Instruction
Please count the lines in the items below that contain the word "flower", treating case as significant, and give only the number.

Entries provided
•••
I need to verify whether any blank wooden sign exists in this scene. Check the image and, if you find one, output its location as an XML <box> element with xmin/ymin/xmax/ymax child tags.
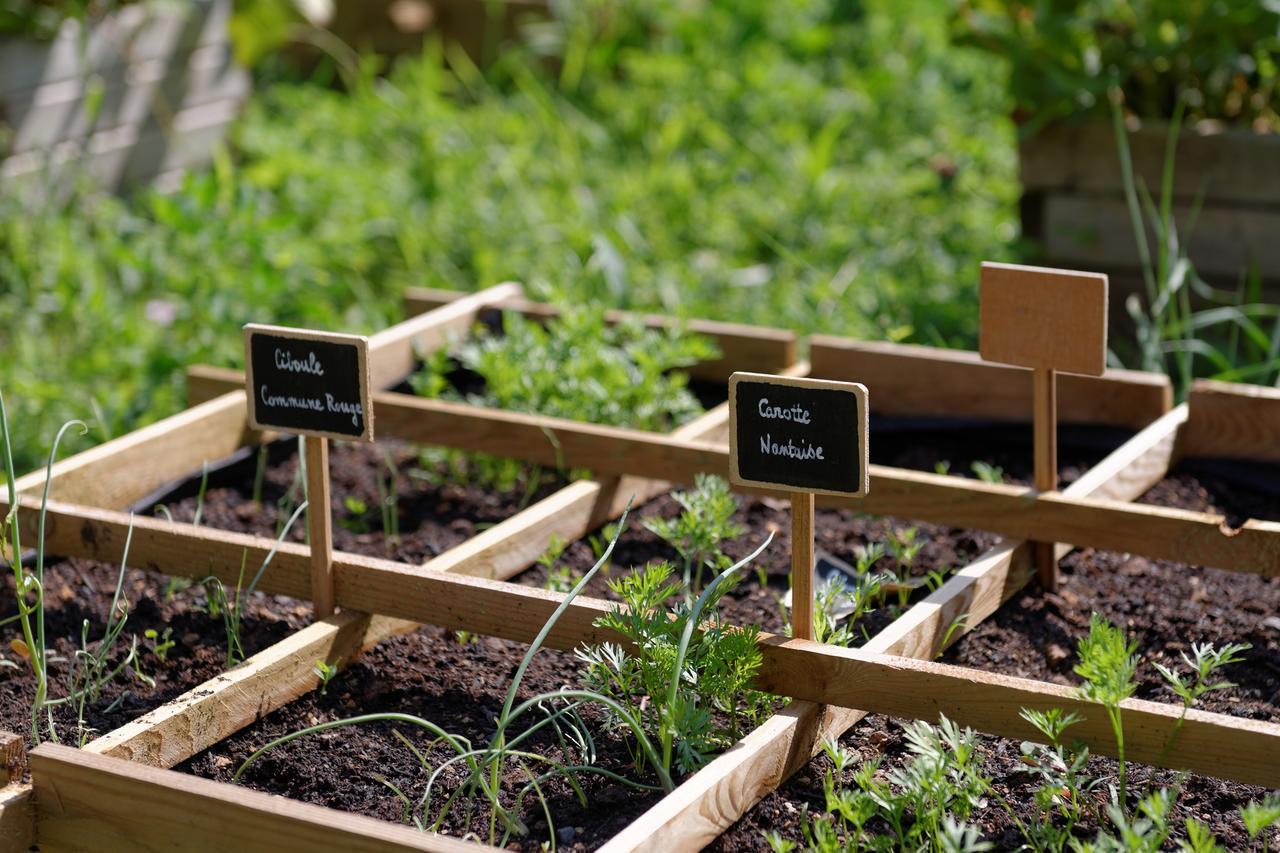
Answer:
<box><xmin>978</xmin><ymin>263</ymin><xmax>1107</xmax><ymax>377</ymax></box>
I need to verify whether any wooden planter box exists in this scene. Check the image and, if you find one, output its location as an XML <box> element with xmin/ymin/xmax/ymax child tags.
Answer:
<box><xmin>1019</xmin><ymin>122</ymin><xmax>1280</xmax><ymax>296</ymax></box>
<box><xmin>0</xmin><ymin>0</ymin><xmax>250</xmax><ymax>188</ymax></box>
<box><xmin>0</xmin><ymin>284</ymin><xmax>1280</xmax><ymax>850</ymax></box>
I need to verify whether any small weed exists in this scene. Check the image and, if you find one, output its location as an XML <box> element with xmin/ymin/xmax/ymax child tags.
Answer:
<box><xmin>142</xmin><ymin>628</ymin><xmax>177</xmax><ymax>663</ymax></box>
<box><xmin>311</xmin><ymin>661</ymin><xmax>338</xmax><ymax>695</ymax></box>
<box><xmin>969</xmin><ymin>460</ymin><xmax>1005</xmax><ymax>485</ymax></box>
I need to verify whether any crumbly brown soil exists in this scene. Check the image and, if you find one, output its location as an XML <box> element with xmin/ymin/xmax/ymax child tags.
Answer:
<box><xmin>0</xmin><ymin>557</ymin><xmax>302</xmax><ymax>743</ymax></box>
<box><xmin>178</xmin><ymin>628</ymin><xmax>659</xmax><ymax>850</ymax></box>
<box><xmin>712</xmin><ymin>461</ymin><xmax>1280</xmax><ymax>850</ymax></box>
<box><xmin>180</xmin><ymin>422</ymin><xmax>1123</xmax><ymax>849</ymax></box>
<box><xmin>146</xmin><ymin>441</ymin><xmax>562</xmax><ymax>564</ymax></box>
<box><xmin>516</xmin><ymin>420</ymin><xmax>1124</xmax><ymax>637</ymax></box>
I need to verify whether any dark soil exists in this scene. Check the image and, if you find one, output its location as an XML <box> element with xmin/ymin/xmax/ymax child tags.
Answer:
<box><xmin>178</xmin><ymin>628</ymin><xmax>660</xmax><ymax>850</ymax></box>
<box><xmin>712</xmin><ymin>460</ymin><xmax>1280</xmax><ymax>850</ymax></box>
<box><xmin>151</xmin><ymin>441</ymin><xmax>563</xmax><ymax>564</ymax></box>
<box><xmin>167</xmin><ymin>424</ymin><xmax>1125</xmax><ymax>849</ymax></box>
<box><xmin>516</xmin><ymin>419</ymin><xmax>1126</xmax><ymax>637</ymax></box>
<box><xmin>0</xmin><ymin>558</ymin><xmax>302</xmax><ymax>743</ymax></box>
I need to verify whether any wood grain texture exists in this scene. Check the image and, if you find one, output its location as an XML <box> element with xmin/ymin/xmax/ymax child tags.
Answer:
<box><xmin>369</xmin><ymin>282</ymin><xmax>524</xmax><ymax>388</ymax></box>
<box><xmin>1184</xmin><ymin>379</ymin><xmax>1280</xmax><ymax>462</ymax></box>
<box><xmin>1032</xmin><ymin>368</ymin><xmax>1057</xmax><ymax>592</ymax></box>
<box><xmin>17</xmin><ymin>386</ymin><xmax>257</xmax><ymax>508</ymax></box>
<box><xmin>303</xmin><ymin>435</ymin><xmax>333</xmax><ymax>619</ymax></box>
<box><xmin>404</xmin><ymin>288</ymin><xmax>796</xmax><ymax>382</ymax></box>
<box><xmin>758</xmin><ymin>638</ymin><xmax>1280</xmax><ymax>788</ymax></box>
<box><xmin>809</xmin><ymin>334</ymin><xmax>1174</xmax><ymax>429</ymax></box>
<box><xmin>0</xmin><ymin>784</ymin><xmax>36</xmax><ymax>850</ymax></box>
<box><xmin>1041</xmin><ymin>192</ymin><xmax>1280</xmax><ymax>279</ymax></box>
<box><xmin>978</xmin><ymin>261</ymin><xmax>1107</xmax><ymax>377</ymax></box>
<box><xmin>31</xmin><ymin>743</ymin><xmax>489</xmax><ymax>853</ymax></box>
<box><xmin>602</xmin><ymin>405</ymin><xmax>1187</xmax><ymax>853</ymax></box>
<box><xmin>84</xmin><ymin>612</ymin><xmax>417</xmax><ymax>767</ymax></box>
<box><xmin>791</xmin><ymin>492</ymin><xmax>813</xmax><ymax>639</ymax></box>
<box><xmin>0</xmin><ymin>731</ymin><xmax>27</xmax><ymax>788</ymax></box>
<box><xmin>7</xmin><ymin>401</ymin><xmax>1280</xmax><ymax>581</ymax></box>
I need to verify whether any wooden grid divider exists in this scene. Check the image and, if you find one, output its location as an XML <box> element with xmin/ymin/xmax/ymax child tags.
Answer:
<box><xmin>175</xmin><ymin>369</ymin><xmax>1280</xmax><ymax>576</ymax></box>
<box><xmin>0</xmin><ymin>286</ymin><xmax>1280</xmax><ymax>850</ymax></box>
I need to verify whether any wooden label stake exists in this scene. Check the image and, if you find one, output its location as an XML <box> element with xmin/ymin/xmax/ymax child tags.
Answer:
<box><xmin>978</xmin><ymin>263</ymin><xmax>1107</xmax><ymax>592</ymax></box>
<box><xmin>244</xmin><ymin>324</ymin><xmax>374</xmax><ymax>620</ymax></box>
<box><xmin>728</xmin><ymin>373</ymin><xmax>870</xmax><ymax>639</ymax></box>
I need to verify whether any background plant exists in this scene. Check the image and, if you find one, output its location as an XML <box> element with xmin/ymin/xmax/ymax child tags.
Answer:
<box><xmin>0</xmin><ymin>0</ymin><xmax>1018</xmax><ymax>471</ymax></box>
<box><xmin>410</xmin><ymin>307</ymin><xmax>719</xmax><ymax>498</ymax></box>
<box><xmin>954</xmin><ymin>0</ymin><xmax>1280</xmax><ymax>132</ymax></box>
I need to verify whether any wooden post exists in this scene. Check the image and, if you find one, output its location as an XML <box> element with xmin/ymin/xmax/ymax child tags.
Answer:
<box><xmin>978</xmin><ymin>263</ymin><xmax>1107</xmax><ymax>592</ymax></box>
<box><xmin>1032</xmin><ymin>368</ymin><xmax>1057</xmax><ymax>592</ymax></box>
<box><xmin>791</xmin><ymin>492</ymin><xmax>814</xmax><ymax>639</ymax></box>
<box><xmin>302</xmin><ymin>435</ymin><xmax>334</xmax><ymax>620</ymax></box>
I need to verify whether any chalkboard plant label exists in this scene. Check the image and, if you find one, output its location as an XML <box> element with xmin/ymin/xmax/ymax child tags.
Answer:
<box><xmin>728</xmin><ymin>373</ymin><xmax>870</xmax><ymax>497</ymax></box>
<box><xmin>244</xmin><ymin>323</ymin><xmax>374</xmax><ymax>442</ymax></box>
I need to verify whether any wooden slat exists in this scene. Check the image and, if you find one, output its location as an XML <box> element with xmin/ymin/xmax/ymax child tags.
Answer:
<box><xmin>86</xmin><ymin>406</ymin><xmax>742</xmax><ymax>767</ymax></box>
<box><xmin>758</xmin><ymin>638</ymin><xmax>1280</xmax><ymax>788</ymax></box>
<box><xmin>1018</xmin><ymin>119</ymin><xmax>1280</xmax><ymax>207</ymax></box>
<box><xmin>369</xmin><ymin>282</ymin><xmax>524</xmax><ymax>388</ymax></box>
<box><xmin>404</xmin><ymin>288</ymin><xmax>796</xmax><ymax>382</ymax></box>
<box><xmin>1041</xmin><ymin>192</ymin><xmax>1280</xmax><ymax>283</ymax></box>
<box><xmin>15</xmin><ymin>391</ymin><xmax>256</xmax><ymax>508</ymax></box>
<box><xmin>185</xmin><ymin>381</ymin><xmax>1264</xmax><ymax>575</ymax></box>
<box><xmin>31</xmin><ymin>743</ymin><xmax>490</xmax><ymax>853</ymax></box>
<box><xmin>602</xmin><ymin>405</ymin><xmax>1187</xmax><ymax>853</ymax></box>
<box><xmin>84</xmin><ymin>612</ymin><xmax>417</xmax><ymax>767</ymax></box>
<box><xmin>7</xmin><ymin>404</ymin><xmax>1280</xmax><ymax>576</ymax></box>
<box><xmin>17</xmin><ymin>284</ymin><xmax>520</xmax><ymax>508</ymax></box>
<box><xmin>809</xmin><ymin>334</ymin><xmax>1174</xmax><ymax>429</ymax></box>
<box><xmin>1183</xmin><ymin>379</ymin><xmax>1280</xmax><ymax>462</ymax></box>
<box><xmin>0</xmin><ymin>784</ymin><xmax>36</xmax><ymax>850</ymax></box>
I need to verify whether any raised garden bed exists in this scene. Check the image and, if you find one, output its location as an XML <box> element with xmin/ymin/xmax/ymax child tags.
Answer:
<box><xmin>0</xmin><ymin>287</ymin><xmax>1280</xmax><ymax>849</ymax></box>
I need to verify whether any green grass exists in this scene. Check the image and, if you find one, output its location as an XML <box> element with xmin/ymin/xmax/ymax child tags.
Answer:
<box><xmin>0</xmin><ymin>0</ymin><xmax>1016</xmax><ymax>470</ymax></box>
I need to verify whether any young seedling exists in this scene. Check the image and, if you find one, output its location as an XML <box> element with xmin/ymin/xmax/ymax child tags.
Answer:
<box><xmin>142</xmin><ymin>628</ymin><xmax>177</xmax><ymax>663</ymax></box>
<box><xmin>236</xmin><ymin>502</ymin><xmax>711</xmax><ymax>847</ymax></box>
<box><xmin>311</xmin><ymin>661</ymin><xmax>338</xmax><ymax>695</ymax></box>
<box><xmin>577</xmin><ymin>537</ymin><xmax>772</xmax><ymax>774</ymax></box>
<box><xmin>1075</xmin><ymin>613</ymin><xmax>1138</xmax><ymax>809</ymax></box>
<box><xmin>969</xmin><ymin>460</ymin><xmax>1005</xmax><ymax>485</ymax></box>
<box><xmin>338</xmin><ymin>494</ymin><xmax>369</xmax><ymax>535</ymax></box>
<box><xmin>410</xmin><ymin>309</ymin><xmax>719</xmax><ymax>489</ymax></box>
<box><xmin>643</xmin><ymin>474</ymin><xmax>746</xmax><ymax>594</ymax></box>
<box><xmin>201</xmin><ymin>501</ymin><xmax>307</xmax><ymax>670</ymax></box>
<box><xmin>1153</xmin><ymin>643</ymin><xmax>1253</xmax><ymax>765</ymax></box>
<box><xmin>793</xmin><ymin>717</ymin><xmax>992</xmax><ymax>853</ymax></box>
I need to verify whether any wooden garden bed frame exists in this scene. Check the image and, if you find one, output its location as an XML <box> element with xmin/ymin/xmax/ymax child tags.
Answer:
<box><xmin>0</xmin><ymin>284</ymin><xmax>1280</xmax><ymax>850</ymax></box>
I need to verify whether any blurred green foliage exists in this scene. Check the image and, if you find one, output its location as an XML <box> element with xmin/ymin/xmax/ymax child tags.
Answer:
<box><xmin>0</xmin><ymin>0</ymin><xmax>1018</xmax><ymax>469</ymax></box>
<box><xmin>954</xmin><ymin>0</ymin><xmax>1280</xmax><ymax>132</ymax></box>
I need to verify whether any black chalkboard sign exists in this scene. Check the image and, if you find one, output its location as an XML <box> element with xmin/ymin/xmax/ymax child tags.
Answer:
<box><xmin>244</xmin><ymin>318</ymin><xmax>374</xmax><ymax>442</ymax></box>
<box><xmin>728</xmin><ymin>373</ymin><xmax>870</xmax><ymax>497</ymax></box>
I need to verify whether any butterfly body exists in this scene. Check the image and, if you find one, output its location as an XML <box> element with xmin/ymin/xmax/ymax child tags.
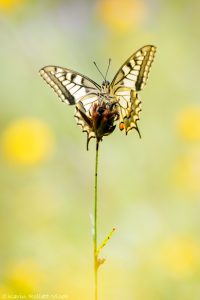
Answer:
<box><xmin>40</xmin><ymin>45</ymin><xmax>156</xmax><ymax>148</ymax></box>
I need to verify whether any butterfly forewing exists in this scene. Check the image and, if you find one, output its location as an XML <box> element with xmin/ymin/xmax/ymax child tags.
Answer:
<box><xmin>40</xmin><ymin>66</ymin><xmax>100</xmax><ymax>105</ymax></box>
<box><xmin>111</xmin><ymin>45</ymin><xmax>156</xmax><ymax>95</ymax></box>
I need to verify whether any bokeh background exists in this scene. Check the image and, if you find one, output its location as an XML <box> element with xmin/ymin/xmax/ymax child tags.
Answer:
<box><xmin>0</xmin><ymin>0</ymin><xmax>200</xmax><ymax>300</ymax></box>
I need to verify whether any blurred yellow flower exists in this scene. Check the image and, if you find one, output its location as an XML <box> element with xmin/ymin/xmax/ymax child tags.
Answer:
<box><xmin>98</xmin><ymin>0</ymin><xmax>145</xmax><ymax>32</ymax></box>
<box><xmin>2</xmin><ymin>118</ymin><xmax>53</xmax><ymax>165</ymax></box>
<box><xmin>161</xmin><ymin>237</ymin><xmax>200</xmax><ymax>279</ymax></box>
<box><xmin>7</xmin><ymin>260</ymin><xmax>43</xmax><ymax>294</ymax></box>
<box><xmin>0</xmin><ymin>0</ymin><xmax>24</xmax><ymax>12</ymax></box>
<box><xmin>177</xmin><ymin>106</ymin><xmax>200</xmax><ymax>141</ymax></box>
<box><xmin>173</xmin><ymin>148</ymin><xmax>200</xmax><ymax>191</ymax></box>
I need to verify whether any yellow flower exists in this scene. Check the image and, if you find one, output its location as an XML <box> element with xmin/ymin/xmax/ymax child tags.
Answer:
<box><xmin>161</xmin><ymin>237</ymin><xmax>200</xmax><ymax>279</ymax></box>
<box><xmin>177</xmin><ymin>106</ymin><xmax>200</xmax><ymax>141</ymax></box>
<box><xmin>7</xmin><ymin>260</ymin><xmax>43</xmax><ymax>294</ymax></box>
<box><xmin>2</xmin><ymin>118</ymin><xmax>53</xmax><ymax>165</ymax></box>
<box><xmin>0</xmin><ymin>0</ymin><xmax>24</xmax><ymax>12</ymax></box>
<box><xmin>98</xmin><ymin>0</ymin><xmax>145</xmax><ymax>32</ymax></box>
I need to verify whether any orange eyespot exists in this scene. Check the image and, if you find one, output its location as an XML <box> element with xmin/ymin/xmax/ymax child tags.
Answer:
<box><xmin>119</xmin><ymin>123</ymin><xmax>125</xmax><ymax>130</ymax></box>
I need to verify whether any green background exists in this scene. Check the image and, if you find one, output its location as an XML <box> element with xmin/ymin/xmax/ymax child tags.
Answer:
<box><xmin>0</xmin><ymin>0</ymin><xmax>200</xmax><ymax>300</ymax></box>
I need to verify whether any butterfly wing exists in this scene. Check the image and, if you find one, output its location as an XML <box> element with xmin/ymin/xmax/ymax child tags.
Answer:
<box><xmin>40</xmin><ymin>66</ymin><xmax>100</xmax><ymax>105</ymax></box>
<box><xmin>111</xmin><ymin>45</ymin><xmax>156</xmax><ymax>133</ymax></box>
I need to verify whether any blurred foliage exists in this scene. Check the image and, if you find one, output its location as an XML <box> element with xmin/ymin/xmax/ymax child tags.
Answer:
<box><xmin>0</xmin><ymin>0</ymin><xmax>200</xmax><ymax>300</ymax></box>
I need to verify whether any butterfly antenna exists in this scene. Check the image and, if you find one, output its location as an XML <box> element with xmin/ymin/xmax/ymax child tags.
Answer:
<box><xmin>105</xmin><ymin>58</ymin><xmax>111</xmax><ymax>80</ymax></box>
<box><xmin>93</xmin><ymin>61</ymin><xmax>105</xmax><ymax>80</ymax></box>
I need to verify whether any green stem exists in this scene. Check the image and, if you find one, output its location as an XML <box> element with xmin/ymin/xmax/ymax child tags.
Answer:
<box><xmin>94</xmin><ymin>141</ymin><xmax>99</xmax><ymax>300</ymax></box>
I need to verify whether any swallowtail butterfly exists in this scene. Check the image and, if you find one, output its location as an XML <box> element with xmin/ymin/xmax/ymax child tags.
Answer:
<box><xmin>40</xmin><ymin>45</ymin><xmax>156</xmax><ymax>148</ymax></box>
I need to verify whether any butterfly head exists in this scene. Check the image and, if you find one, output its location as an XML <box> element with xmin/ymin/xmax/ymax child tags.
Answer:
<box><xmin>101</xmin><ymin>80</ymin><xmax>110</xmax><ymax>94</ymax></box>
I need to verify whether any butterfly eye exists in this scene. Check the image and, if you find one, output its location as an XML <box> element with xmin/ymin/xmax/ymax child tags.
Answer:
<box><xmin>102</xmin><ymin>80</ymin><xmax>110</xmax><ymax>87</ymax></box>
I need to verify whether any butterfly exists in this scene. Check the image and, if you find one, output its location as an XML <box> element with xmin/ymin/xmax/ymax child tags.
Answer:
<box><xmin>40</xmin><ymin>45</ymin><xmax>156</xmax><ymax>148</ymax></box>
•••
Correct output
2